**** Exercise data ****

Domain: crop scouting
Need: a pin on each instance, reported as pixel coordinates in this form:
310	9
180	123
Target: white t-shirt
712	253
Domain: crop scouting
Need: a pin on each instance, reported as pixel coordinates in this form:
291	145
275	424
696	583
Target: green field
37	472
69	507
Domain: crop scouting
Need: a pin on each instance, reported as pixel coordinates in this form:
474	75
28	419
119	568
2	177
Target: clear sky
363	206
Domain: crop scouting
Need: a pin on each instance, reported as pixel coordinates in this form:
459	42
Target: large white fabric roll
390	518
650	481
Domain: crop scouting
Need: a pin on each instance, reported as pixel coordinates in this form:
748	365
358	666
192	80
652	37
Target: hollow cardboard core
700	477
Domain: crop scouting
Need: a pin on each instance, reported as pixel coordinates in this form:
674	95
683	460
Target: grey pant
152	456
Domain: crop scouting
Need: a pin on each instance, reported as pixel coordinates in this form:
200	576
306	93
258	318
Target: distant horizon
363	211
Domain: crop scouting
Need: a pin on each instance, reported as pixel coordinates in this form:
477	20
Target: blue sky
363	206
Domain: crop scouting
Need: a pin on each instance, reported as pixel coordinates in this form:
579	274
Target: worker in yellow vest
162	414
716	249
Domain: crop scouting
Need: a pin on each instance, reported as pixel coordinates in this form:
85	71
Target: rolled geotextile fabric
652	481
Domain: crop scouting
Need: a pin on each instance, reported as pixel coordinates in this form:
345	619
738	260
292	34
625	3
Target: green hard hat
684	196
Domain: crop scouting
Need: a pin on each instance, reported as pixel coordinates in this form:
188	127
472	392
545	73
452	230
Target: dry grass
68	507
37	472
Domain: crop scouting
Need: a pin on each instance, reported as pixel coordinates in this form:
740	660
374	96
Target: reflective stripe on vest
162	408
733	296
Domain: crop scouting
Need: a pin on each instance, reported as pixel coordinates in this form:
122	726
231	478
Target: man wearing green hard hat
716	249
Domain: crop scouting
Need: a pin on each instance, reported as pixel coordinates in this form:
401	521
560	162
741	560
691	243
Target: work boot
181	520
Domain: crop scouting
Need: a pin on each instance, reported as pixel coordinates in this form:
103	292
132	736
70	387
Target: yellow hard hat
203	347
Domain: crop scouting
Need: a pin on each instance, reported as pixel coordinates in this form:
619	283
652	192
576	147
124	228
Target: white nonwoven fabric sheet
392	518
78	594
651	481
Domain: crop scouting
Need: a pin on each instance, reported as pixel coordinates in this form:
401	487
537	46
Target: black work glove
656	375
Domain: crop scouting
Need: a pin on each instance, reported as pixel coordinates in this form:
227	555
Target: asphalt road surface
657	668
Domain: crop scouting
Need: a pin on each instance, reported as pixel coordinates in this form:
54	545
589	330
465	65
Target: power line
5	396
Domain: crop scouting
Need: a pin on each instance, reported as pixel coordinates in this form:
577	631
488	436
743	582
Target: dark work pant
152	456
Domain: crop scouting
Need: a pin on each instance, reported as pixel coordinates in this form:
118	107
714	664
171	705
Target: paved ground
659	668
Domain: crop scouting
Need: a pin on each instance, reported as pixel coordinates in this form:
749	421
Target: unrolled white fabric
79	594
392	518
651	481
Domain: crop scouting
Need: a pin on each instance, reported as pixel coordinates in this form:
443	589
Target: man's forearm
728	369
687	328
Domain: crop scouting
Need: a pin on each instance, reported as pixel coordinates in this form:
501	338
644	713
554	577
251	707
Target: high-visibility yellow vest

****
**** Exercise data ****

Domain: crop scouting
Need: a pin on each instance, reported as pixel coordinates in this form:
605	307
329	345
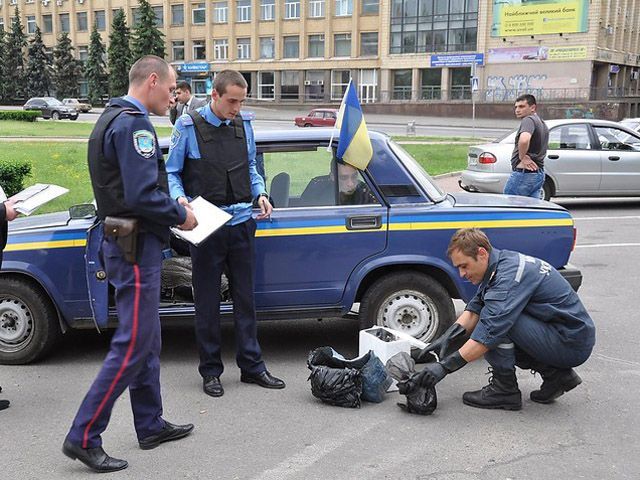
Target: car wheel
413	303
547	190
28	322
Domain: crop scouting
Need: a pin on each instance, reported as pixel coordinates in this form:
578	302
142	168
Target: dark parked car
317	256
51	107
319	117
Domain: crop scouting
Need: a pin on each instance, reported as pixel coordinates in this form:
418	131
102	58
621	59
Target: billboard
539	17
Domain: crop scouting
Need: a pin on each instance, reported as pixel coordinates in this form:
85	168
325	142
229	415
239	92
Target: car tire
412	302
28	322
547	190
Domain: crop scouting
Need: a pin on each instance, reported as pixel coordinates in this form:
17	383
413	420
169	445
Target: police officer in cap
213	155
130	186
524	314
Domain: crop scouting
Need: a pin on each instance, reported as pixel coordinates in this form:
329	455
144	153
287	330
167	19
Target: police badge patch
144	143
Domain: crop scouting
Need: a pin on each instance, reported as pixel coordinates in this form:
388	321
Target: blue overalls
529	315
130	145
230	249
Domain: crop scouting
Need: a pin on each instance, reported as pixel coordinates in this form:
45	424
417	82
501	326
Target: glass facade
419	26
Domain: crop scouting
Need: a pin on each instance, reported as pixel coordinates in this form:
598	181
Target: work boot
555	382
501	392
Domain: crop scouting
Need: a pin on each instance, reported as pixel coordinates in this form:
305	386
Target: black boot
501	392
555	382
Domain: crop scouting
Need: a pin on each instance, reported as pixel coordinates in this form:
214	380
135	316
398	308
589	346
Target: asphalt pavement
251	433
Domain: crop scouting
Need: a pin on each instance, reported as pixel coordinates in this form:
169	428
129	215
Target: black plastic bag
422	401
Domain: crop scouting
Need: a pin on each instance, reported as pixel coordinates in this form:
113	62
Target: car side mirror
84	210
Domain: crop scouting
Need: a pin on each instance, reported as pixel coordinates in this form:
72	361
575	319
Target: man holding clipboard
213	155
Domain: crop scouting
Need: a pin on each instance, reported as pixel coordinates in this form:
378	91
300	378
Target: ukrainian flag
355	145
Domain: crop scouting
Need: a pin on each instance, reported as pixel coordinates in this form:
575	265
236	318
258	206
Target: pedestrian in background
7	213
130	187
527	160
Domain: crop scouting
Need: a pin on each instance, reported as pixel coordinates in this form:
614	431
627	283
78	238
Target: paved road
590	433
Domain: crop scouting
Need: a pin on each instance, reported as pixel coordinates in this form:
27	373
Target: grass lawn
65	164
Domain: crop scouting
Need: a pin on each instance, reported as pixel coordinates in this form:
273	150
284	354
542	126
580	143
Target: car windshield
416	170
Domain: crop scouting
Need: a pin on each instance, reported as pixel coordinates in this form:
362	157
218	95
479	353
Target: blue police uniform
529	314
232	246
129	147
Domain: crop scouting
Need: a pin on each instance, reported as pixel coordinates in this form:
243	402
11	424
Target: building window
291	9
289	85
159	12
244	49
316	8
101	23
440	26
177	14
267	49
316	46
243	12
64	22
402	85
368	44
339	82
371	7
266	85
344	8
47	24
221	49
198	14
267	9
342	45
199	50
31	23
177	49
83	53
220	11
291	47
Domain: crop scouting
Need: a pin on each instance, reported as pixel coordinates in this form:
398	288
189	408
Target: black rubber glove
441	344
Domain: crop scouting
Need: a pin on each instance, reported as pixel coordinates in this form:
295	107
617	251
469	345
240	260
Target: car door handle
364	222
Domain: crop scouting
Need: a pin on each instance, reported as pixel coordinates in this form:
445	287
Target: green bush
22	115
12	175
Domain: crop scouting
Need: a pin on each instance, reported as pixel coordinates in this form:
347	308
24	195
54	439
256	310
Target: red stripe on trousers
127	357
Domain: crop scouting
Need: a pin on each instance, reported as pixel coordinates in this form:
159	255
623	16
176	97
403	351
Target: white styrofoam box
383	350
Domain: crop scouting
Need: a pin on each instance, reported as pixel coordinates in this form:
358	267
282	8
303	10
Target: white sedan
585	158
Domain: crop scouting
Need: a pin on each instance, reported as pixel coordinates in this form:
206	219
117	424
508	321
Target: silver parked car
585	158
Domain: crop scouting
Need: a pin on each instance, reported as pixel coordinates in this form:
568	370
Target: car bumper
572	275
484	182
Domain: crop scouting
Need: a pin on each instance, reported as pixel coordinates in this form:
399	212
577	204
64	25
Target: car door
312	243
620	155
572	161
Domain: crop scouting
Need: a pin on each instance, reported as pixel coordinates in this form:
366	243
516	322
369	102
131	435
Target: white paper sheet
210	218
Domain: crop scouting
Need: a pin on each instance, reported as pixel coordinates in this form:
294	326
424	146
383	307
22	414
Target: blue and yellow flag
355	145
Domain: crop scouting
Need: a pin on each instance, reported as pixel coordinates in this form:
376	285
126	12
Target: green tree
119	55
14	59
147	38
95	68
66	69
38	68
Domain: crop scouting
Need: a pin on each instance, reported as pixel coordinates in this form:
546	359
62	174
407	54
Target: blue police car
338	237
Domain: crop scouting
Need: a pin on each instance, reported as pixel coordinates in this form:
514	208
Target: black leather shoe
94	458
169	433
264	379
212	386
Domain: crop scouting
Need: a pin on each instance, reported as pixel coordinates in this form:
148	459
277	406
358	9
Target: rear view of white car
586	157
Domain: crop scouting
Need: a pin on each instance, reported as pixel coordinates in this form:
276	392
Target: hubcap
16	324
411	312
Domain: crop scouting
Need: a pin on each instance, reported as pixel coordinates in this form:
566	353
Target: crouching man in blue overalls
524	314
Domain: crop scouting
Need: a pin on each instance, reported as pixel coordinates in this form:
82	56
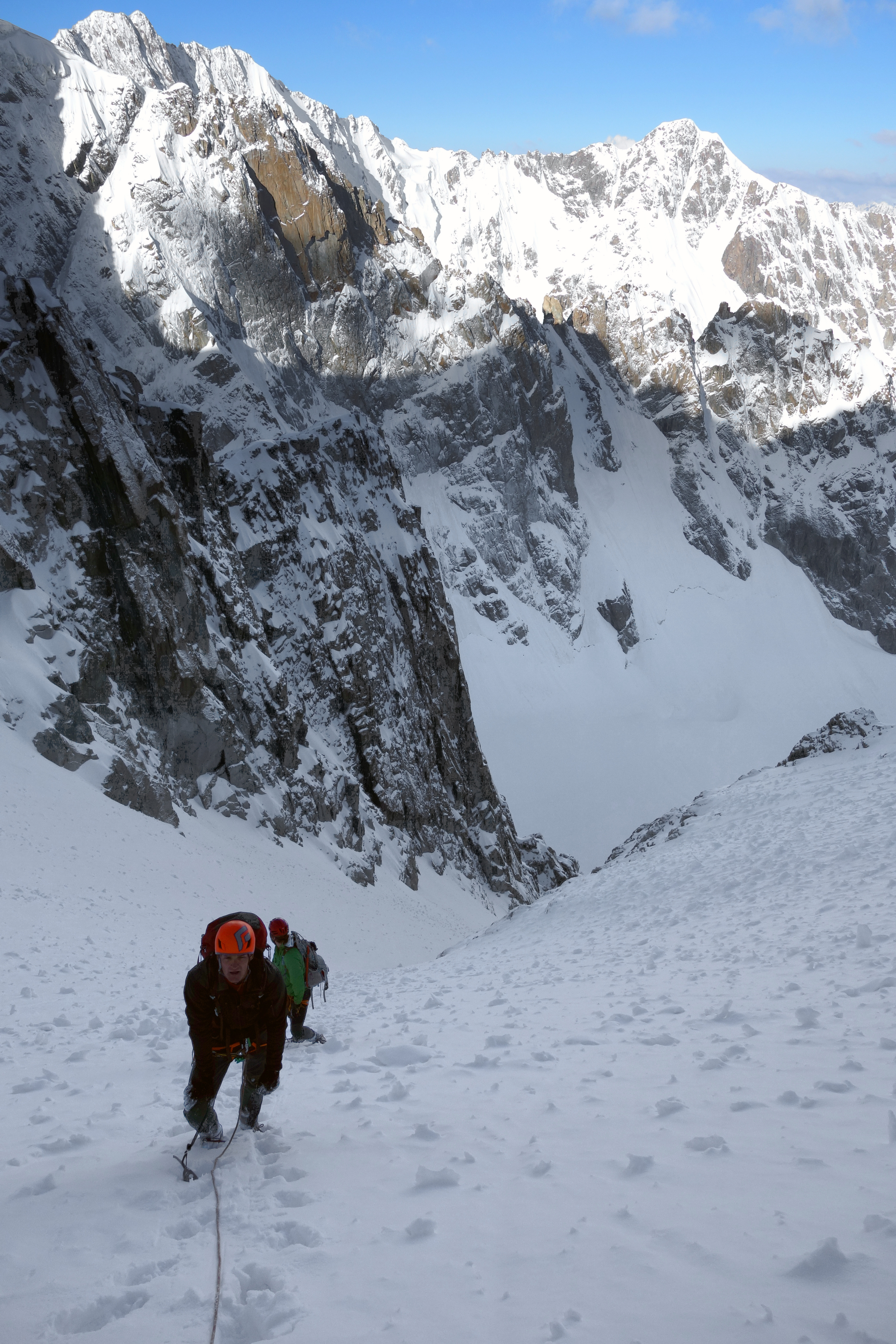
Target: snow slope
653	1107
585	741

****
**** Exercise data ****

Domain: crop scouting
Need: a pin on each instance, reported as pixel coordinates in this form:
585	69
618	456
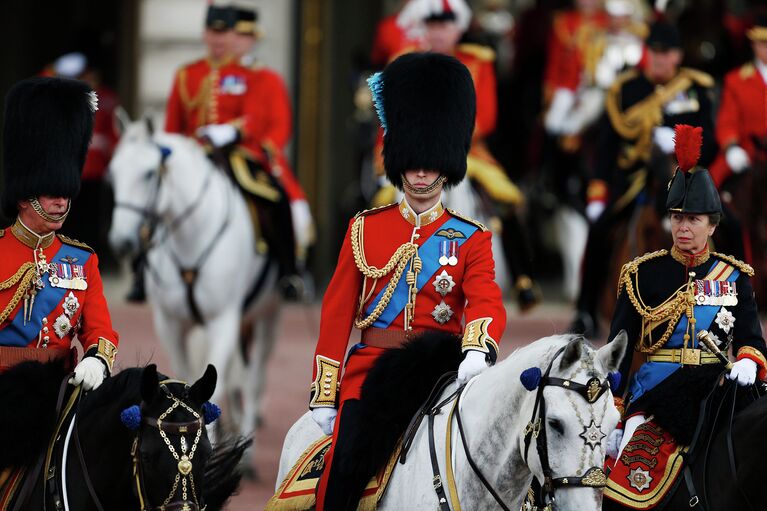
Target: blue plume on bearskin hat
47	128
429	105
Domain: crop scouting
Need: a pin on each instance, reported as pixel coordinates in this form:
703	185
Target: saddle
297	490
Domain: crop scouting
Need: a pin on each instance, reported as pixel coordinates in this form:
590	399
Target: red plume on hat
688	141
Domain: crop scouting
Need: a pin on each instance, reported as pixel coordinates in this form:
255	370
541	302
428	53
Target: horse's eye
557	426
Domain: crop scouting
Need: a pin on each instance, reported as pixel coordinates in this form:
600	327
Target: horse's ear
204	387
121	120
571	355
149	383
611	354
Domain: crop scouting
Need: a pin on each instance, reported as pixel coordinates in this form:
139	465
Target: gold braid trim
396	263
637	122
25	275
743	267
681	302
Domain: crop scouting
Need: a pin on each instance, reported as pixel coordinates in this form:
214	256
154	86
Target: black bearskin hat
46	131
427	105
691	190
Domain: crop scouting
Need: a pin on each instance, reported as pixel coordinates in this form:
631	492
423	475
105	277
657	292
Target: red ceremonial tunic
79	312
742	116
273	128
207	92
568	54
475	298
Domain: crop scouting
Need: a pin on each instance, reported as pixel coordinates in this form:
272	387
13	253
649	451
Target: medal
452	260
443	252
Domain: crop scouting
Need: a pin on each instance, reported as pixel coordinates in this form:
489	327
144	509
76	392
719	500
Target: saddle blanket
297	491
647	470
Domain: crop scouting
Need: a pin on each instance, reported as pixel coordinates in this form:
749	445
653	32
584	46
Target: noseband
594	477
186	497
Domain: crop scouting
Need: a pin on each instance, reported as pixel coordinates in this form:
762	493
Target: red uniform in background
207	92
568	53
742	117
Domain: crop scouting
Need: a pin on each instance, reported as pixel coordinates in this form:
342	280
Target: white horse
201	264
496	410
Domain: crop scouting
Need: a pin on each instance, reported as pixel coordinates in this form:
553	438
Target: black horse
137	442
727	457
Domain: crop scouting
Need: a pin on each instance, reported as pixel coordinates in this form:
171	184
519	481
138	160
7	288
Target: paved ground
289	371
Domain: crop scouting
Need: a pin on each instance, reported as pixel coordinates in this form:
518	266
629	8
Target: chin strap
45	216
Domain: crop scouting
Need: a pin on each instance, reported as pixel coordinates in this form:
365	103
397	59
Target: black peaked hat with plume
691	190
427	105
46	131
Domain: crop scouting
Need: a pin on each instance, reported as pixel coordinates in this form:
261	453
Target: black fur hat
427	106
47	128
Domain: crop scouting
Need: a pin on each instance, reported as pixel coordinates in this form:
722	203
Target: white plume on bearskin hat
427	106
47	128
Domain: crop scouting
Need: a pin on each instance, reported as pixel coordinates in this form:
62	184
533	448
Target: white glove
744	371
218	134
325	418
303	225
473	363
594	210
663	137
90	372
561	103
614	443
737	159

****

Goal of the exercise — Count the lines in the material above that contain the string "pant". Give only the number.

Output below — 2